**Set of tasks**
1) For the Pirates of the Caribbean post, state whether each of the following agrees with the text: (a) the post says the final installment will bring every pirate in the world into a final climactic battle; (b) the commenter watched the trailer at midnight on its release; (c) the commenter says Jack survives at the end of POTC2. For each one, give yes or no and quote the deciding words of the text.
2) Extend the Pirates of the Caribbean post, beginning after its last sentence.

**Passage provided**
▼

Arrrmageddon!


In a good pirate movie, you need flamboyant excess, so I guess it’s not surprising that the final installment in the Pirates of the Caribbean franchise is going to have every pirate in the world in a final climactic battle.

It’s going to give every pirate fan an arrrrgasm, I think.

Comments

  1. says

    Unfortunately, the trailer (which I caught at midnight when it came out) does away with the plotline I was envisioning POTC3 to take– a time-travel/pirates extravaganza!

    Look at my evidence:

    1) When we cut back to the two guards and Captain Jack in POTC1, he is saying “…and then they made me their chief.”

    2) Shortly after saving Elizabeth, he cuts off her corset– and references being in Singapore, which POTC fans knew was going to happen in POTC3.

    3) Upon meeting Will, he asks if they have met before.

    4) In POTC1, Jack calls Commander Norrington by name before hearing it spoken.

    5) Jack dies at the end of POTC2, and you know full well that he HAS to be back for part 3. One of the two guards in POTC1 says that the Black Pearl had a captain so foul that “hell itself spat him back out,” which would make sense.

▲

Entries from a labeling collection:

▼

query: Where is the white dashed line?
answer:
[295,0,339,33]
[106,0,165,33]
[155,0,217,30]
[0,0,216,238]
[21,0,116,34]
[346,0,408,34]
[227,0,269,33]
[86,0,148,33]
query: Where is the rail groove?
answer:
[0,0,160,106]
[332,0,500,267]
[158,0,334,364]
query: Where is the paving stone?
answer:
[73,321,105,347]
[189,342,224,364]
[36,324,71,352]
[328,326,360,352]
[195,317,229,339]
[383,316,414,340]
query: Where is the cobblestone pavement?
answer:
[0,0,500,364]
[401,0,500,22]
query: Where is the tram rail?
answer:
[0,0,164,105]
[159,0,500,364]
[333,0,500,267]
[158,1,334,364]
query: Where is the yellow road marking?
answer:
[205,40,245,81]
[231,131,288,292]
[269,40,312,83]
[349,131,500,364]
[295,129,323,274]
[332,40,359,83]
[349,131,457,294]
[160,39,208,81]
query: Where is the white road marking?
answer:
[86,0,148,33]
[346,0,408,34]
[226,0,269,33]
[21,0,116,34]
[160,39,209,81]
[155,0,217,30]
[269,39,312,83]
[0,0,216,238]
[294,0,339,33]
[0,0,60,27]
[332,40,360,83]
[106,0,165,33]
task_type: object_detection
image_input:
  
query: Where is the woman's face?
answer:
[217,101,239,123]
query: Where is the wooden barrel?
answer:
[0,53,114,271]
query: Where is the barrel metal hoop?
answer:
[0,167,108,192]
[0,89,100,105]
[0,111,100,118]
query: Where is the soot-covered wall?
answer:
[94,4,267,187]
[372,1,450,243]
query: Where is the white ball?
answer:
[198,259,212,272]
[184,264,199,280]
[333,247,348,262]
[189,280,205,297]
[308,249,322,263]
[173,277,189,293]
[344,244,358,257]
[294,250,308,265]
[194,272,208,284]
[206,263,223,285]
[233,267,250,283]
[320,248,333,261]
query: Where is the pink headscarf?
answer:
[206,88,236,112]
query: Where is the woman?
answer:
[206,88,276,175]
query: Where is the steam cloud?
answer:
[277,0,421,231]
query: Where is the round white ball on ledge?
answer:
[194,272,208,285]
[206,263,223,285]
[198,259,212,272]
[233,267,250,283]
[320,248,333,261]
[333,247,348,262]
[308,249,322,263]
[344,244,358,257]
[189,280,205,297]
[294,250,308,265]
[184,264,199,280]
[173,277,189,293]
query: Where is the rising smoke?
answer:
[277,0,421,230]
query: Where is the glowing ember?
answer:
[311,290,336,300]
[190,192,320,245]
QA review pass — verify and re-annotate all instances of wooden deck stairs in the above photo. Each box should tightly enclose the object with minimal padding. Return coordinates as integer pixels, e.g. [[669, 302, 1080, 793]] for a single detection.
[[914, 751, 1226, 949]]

▲
▼

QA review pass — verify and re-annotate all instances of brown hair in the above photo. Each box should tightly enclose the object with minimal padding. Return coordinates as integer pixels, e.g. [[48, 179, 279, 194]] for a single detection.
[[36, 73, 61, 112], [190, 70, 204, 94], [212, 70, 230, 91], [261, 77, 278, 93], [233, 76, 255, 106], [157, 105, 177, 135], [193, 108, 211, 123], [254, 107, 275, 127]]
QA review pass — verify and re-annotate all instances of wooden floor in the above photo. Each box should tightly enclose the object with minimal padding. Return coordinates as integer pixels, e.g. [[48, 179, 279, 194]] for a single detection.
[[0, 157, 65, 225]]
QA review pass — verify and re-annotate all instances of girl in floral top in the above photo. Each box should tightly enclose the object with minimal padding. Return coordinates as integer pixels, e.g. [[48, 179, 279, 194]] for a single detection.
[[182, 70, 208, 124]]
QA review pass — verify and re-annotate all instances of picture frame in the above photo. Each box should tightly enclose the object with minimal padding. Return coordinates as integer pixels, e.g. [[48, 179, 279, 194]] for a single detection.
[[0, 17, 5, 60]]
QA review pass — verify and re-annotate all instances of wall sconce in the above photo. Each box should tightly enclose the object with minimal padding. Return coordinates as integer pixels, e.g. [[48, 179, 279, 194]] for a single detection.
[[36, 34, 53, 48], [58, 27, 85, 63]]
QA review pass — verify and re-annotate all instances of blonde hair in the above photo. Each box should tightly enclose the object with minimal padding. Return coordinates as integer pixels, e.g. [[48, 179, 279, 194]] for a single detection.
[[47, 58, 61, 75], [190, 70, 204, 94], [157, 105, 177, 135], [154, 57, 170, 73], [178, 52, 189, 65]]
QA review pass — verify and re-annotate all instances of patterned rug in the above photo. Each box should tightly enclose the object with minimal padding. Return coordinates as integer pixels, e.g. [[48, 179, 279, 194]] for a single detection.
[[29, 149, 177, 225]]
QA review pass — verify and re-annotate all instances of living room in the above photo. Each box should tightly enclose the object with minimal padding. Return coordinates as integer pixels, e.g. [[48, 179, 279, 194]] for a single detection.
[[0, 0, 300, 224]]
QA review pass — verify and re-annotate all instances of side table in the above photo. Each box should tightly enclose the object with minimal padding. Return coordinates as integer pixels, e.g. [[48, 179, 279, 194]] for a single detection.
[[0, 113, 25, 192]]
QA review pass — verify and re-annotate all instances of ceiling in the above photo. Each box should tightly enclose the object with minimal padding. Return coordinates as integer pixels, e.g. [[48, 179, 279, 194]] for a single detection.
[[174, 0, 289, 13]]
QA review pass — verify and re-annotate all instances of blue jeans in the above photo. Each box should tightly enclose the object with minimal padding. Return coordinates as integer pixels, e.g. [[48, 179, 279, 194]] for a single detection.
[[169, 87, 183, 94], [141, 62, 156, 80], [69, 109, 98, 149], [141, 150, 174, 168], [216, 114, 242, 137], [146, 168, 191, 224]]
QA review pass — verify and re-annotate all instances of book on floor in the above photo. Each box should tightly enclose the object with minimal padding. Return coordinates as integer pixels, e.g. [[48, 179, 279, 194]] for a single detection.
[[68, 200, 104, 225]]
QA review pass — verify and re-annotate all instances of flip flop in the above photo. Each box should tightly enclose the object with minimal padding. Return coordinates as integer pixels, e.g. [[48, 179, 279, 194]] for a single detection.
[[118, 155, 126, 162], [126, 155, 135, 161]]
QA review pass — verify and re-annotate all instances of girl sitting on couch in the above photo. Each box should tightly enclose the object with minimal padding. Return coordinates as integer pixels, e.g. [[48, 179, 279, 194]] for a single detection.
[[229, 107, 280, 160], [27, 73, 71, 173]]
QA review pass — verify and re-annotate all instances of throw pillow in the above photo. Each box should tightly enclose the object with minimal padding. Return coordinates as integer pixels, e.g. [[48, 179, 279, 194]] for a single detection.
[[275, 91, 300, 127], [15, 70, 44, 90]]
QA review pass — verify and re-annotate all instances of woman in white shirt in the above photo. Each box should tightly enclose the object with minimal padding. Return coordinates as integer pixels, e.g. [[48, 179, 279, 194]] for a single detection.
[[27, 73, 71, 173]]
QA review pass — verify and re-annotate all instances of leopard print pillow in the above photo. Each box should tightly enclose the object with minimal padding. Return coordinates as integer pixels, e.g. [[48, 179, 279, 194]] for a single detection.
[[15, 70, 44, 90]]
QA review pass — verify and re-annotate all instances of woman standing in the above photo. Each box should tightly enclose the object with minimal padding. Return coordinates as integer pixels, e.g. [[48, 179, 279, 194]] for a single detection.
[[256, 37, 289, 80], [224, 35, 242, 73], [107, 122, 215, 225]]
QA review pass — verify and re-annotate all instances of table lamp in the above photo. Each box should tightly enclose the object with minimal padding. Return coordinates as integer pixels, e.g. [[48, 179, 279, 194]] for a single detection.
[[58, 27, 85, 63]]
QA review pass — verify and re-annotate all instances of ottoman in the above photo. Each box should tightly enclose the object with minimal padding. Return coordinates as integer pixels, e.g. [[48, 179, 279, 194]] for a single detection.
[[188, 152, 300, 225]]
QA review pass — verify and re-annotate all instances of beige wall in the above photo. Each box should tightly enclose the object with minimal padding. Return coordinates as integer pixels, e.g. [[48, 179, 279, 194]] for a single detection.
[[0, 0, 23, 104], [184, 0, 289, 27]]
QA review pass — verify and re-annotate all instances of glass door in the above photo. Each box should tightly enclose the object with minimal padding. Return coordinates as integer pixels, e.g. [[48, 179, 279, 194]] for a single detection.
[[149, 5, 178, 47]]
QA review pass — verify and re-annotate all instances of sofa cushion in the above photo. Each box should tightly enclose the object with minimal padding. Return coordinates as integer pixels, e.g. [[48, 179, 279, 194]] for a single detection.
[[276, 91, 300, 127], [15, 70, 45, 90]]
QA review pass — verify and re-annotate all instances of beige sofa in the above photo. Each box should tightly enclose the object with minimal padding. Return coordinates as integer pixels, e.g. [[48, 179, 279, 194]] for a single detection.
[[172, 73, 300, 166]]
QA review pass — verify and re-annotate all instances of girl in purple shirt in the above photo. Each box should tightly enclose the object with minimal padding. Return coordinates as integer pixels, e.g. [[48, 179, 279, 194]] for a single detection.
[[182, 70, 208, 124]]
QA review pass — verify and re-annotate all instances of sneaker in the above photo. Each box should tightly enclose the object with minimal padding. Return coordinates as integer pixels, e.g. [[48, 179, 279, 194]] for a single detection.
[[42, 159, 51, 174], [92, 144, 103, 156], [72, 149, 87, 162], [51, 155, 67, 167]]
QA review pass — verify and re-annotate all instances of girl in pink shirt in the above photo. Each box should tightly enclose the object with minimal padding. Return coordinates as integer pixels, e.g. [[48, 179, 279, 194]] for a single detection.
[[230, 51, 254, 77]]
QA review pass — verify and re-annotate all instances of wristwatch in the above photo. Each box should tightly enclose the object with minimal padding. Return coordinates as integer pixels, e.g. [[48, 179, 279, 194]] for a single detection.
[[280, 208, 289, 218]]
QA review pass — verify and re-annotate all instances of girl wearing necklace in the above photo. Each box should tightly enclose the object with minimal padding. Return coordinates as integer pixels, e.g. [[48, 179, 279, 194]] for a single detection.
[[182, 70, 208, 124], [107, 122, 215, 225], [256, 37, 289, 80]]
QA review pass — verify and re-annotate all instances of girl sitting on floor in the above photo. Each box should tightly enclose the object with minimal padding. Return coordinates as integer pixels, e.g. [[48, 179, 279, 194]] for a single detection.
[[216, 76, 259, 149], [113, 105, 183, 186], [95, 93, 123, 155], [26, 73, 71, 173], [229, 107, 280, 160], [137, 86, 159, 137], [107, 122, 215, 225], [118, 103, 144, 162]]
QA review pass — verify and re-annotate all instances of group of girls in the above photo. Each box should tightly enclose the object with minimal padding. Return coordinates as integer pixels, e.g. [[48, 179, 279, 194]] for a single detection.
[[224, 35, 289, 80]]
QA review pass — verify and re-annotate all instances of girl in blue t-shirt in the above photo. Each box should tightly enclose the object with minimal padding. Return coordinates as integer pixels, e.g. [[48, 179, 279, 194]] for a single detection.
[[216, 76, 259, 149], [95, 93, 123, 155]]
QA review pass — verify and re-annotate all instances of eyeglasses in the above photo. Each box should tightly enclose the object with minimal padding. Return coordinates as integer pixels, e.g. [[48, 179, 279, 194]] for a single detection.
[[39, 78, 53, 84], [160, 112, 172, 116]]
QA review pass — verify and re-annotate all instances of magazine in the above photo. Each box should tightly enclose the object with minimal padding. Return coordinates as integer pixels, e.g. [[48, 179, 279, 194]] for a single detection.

▲

**Outputs by task**
1)
(a) Yes: "is going to have every pirate in the world in a final climactic battle."
(b) Yes: "which I caught at midnight when it came out"
(c) No: "Jack dies at the end of POTC2"

2)
    6) The same thing happened to Gandalf (more or less) in LOTR.

    Now it just looks like swirling vortexes of death, giant waterfalls, sailing seas of sand, and an undead monkey. That’s all cool, but I’m missing my time-travel scenario already.

  2. Diego says

    “It’s going to give every pirate fan an arrrrgasm, I think.”

    Only if it be not such a lubberly disaster as the last one. I loved the first one but Davy Jones’good looks could not save the jury-rigged plot of the sequel.

  3. says

    I failed to be impressed by either of the previous films, but find myself interested in this one… but that was heavily influenced by seeing the Black Pearl moored across the channel from the Cabrillo Aquarium in San Pedro, CA while they were filming.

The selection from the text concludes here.